Text excerpt
+++

CLAIM TRENDS

In August 2012, the Australian Institute of Health and Welfare released the latest in a series of reports on medical indemnity claims in the public and private sectors. The report examined claims made, current or finalised, in the 2010-11 period.

Errors in procedure represented the highest proportion of claims (nearly 26%), followed by errors in diagnosis (20%) and errors in treatment (16%). In terms of medical specialties, procedural errors contributed to the bulk of claims against gynaecologists (67%), general surgeons (58%) and orthopaedic surgeons (61%). Diagnostic errors were the most common source of claims against emergency physicians (51%).

The data also revealed a statistically significant increase in large claims. While claims settling for over AU$500,000 accounted for 2% to 3% of settled claims in the previous reporting period, the percentage nearly tripled to 8.7% during 2010-11.

COMMON LAW DEVELOPMENTS

In October 2012, the High Court granted special leave to appeal against the New South Wales Court of Appeal's decision in Wallace v Kam [2012] NSWCA 82. The decision concerned whether a doctor is liable to a patient who has suffered an injury as a result of an inherent risk of a procedure if the patient would not have consented to undergo that procedure if he or she had been warned of a risk of different injury that never actually eventuated.

Dr Kam had performed a lumbar fusion and pedicle screw fixation on Mr Wallace. Mr Wallace suffered local nerve damage as a result of the surgery, which was an inherent risk of the procedure.

The trial judge found at trial that Dr Kam had negligently failed to warn Mr Wallace of the risk of the local nerve damage (which he suffered) and had also failed to warn him of a 5% risk of paralysis (which he never suffered). However, Mr Wallace could not prove that he would have declined the surgery had he been warned of the risk of local nerve damage. While Mr Wallace would not have agreed to the surgery if he had been warned of the 5% risk of paralysis, the trial judge decided that, because Mr Wallace had not suffered paralysis, Dr Kam's failure to warn him of the risk of paralysis was not causally relevant to his loss. Mr Wallace's claim was therefore dismissed.

On appeal, Mr Wallace argued that his injury was caused by Dr Kam's negligent failure to warn of him of all the material risks associated with the surgery. Mr Wallace contended that if had he been warned of both risks, particularly the risk of a catastrophic outcome of paralysis, he would not have undergone the surgery. The Court of Appeal dismissed the appeal and affirmed the trial judge's finding that Dr Kam was not liable as a result of failing to warn Mr Wallace of a risk that did not materialise.

A successful High Court appeal has the potential to substantially increase the number of claims that can be made against health care providers. It raises the potential for plaintiffs to "shop" for risks they were not warned of but would nonetheless have been significant in their decision making, even though the risk never eventuated. However, based on the recent trend in the High Court's decisions involving medical negligence cases, insurers probably need not take steps at this stage to rate their premiums based upon the potential for the appeal being allowed.

+++

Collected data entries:
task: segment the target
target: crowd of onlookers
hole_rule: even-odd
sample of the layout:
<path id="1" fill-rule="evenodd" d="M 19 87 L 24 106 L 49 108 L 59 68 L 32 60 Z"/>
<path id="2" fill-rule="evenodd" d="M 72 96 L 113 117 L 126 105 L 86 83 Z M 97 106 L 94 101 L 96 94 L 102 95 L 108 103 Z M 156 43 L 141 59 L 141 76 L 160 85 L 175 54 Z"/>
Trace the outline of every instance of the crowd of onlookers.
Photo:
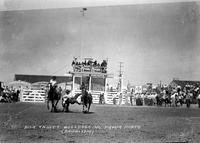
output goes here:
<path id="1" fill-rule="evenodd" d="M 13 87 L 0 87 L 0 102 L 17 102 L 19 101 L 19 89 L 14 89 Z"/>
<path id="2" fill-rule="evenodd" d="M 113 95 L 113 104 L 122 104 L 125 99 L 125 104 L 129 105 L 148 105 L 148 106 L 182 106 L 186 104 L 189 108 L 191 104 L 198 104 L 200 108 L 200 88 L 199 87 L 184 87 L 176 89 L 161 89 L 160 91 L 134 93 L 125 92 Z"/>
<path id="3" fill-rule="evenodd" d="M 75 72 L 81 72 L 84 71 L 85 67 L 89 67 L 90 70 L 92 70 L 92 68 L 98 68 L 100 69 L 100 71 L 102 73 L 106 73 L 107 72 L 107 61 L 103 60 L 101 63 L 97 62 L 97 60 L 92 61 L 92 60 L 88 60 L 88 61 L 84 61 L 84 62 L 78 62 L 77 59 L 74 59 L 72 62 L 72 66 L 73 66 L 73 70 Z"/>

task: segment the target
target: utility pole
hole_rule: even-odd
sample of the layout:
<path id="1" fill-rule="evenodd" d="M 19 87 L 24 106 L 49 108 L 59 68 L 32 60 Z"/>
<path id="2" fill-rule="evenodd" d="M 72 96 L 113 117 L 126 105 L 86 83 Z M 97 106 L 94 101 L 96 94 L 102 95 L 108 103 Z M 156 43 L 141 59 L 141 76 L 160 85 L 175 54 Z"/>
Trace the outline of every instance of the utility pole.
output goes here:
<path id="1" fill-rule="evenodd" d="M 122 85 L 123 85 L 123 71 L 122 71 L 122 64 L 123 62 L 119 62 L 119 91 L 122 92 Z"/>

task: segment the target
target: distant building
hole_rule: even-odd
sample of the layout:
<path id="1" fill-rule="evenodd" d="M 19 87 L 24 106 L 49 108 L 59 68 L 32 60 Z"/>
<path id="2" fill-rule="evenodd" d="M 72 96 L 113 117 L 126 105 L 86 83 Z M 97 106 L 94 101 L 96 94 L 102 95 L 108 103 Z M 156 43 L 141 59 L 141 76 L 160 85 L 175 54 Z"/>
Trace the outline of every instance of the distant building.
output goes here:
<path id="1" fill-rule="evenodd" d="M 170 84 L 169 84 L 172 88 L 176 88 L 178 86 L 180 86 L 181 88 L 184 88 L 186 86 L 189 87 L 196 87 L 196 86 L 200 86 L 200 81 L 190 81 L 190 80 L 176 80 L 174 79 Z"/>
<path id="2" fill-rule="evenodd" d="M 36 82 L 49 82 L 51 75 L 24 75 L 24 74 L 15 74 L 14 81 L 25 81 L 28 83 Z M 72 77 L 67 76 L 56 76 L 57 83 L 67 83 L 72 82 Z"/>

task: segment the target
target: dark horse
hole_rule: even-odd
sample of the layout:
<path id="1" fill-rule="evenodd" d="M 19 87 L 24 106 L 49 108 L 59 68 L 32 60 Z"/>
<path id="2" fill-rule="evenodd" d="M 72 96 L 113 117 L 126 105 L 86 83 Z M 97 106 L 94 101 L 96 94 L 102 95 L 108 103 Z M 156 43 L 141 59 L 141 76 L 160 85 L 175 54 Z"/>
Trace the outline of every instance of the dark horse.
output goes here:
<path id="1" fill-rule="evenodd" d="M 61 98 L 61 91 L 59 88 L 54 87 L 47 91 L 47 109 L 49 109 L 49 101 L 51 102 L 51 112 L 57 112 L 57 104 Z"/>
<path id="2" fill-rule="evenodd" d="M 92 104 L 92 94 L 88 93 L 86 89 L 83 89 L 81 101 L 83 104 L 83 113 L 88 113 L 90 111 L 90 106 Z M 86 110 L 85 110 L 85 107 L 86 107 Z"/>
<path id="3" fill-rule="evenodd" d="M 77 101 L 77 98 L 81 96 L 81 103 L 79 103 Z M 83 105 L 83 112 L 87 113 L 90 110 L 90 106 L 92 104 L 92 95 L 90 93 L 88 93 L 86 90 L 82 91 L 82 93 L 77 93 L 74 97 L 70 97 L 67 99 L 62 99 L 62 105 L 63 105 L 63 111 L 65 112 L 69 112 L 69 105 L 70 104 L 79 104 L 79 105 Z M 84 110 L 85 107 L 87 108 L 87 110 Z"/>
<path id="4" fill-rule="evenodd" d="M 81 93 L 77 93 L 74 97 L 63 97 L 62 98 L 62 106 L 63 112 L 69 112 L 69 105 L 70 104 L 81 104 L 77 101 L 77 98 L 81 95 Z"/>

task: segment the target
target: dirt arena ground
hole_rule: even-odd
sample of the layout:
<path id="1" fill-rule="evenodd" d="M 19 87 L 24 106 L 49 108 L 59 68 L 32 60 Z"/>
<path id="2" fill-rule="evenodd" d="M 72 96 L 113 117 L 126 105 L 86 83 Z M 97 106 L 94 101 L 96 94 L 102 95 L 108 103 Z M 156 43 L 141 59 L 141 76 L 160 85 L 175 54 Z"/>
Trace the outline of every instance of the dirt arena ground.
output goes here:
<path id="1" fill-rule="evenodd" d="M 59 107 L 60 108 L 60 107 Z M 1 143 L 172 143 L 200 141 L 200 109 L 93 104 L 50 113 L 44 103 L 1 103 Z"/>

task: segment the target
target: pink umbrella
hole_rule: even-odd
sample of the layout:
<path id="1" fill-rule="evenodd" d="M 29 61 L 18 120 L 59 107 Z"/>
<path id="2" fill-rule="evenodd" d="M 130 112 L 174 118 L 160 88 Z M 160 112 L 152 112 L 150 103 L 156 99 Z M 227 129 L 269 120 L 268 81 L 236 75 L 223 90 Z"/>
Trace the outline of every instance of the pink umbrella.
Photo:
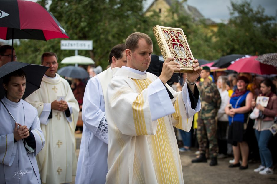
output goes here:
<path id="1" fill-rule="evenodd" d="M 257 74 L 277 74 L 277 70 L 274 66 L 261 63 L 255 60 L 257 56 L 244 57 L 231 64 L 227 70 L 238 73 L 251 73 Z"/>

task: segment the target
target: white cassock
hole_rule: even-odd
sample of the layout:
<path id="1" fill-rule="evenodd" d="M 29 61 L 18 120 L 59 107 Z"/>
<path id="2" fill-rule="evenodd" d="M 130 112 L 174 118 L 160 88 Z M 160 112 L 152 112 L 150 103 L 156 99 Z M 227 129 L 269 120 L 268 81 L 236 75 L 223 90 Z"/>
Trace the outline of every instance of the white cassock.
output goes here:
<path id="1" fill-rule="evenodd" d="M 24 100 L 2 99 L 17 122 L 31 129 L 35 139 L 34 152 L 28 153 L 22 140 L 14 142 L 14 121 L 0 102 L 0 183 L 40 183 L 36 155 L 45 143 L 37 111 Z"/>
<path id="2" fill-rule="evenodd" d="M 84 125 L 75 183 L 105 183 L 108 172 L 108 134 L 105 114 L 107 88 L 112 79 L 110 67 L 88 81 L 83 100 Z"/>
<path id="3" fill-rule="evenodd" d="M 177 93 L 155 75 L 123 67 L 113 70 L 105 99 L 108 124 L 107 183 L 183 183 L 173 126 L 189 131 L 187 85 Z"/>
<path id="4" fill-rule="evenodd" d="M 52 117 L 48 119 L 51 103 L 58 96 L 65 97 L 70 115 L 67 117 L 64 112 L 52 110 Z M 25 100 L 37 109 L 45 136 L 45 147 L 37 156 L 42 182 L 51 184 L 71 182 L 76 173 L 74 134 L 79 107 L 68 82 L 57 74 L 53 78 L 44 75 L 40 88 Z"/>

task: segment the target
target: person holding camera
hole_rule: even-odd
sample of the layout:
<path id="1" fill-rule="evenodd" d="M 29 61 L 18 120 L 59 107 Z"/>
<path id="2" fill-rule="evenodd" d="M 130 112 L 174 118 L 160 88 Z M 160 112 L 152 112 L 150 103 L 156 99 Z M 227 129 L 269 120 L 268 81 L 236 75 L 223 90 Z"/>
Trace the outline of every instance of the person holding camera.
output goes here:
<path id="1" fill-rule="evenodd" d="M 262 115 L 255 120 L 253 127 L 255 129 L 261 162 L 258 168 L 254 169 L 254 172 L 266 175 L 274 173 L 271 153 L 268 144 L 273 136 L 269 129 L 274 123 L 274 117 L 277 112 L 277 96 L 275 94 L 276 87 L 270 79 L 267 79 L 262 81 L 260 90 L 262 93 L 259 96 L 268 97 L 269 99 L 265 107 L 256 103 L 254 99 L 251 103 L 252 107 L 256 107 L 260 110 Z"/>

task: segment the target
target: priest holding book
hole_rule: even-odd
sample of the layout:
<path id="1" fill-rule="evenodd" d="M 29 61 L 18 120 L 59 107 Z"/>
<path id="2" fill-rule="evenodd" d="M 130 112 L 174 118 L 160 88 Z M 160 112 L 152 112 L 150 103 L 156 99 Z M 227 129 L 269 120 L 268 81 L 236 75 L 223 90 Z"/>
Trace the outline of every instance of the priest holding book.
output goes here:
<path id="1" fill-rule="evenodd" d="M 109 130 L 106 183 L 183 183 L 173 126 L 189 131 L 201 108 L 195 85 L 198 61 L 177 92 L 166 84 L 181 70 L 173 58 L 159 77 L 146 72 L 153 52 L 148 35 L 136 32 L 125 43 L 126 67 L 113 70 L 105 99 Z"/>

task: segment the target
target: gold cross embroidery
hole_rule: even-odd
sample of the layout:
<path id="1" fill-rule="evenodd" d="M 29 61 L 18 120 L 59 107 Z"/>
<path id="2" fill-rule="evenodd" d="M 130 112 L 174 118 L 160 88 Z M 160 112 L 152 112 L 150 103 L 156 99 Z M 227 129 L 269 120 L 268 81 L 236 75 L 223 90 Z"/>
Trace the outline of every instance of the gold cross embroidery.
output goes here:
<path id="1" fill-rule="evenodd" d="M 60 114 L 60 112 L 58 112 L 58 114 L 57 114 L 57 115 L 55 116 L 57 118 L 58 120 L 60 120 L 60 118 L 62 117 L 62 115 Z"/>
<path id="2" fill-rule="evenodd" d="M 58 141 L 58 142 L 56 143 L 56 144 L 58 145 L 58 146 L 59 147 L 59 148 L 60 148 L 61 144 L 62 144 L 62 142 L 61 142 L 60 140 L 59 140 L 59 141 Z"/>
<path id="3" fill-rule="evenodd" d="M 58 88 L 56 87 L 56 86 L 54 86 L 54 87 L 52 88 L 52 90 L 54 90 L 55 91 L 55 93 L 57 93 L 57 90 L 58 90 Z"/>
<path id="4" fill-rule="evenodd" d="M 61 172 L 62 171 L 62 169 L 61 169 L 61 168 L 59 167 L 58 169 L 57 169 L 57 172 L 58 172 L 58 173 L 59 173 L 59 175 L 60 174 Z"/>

+++

Assignment
Reproduce the passage of the medical indemnity text from "The data also" up to and including "8.7% during 2010-11.".

Task response
The data also revealed a statistically significant increase in large claims. While claims settling for over AU$500,000 accounted for 2% to 3% of settled claims in the previous reporting period, the percentage nearly tripled to 8.7% during 2010-11.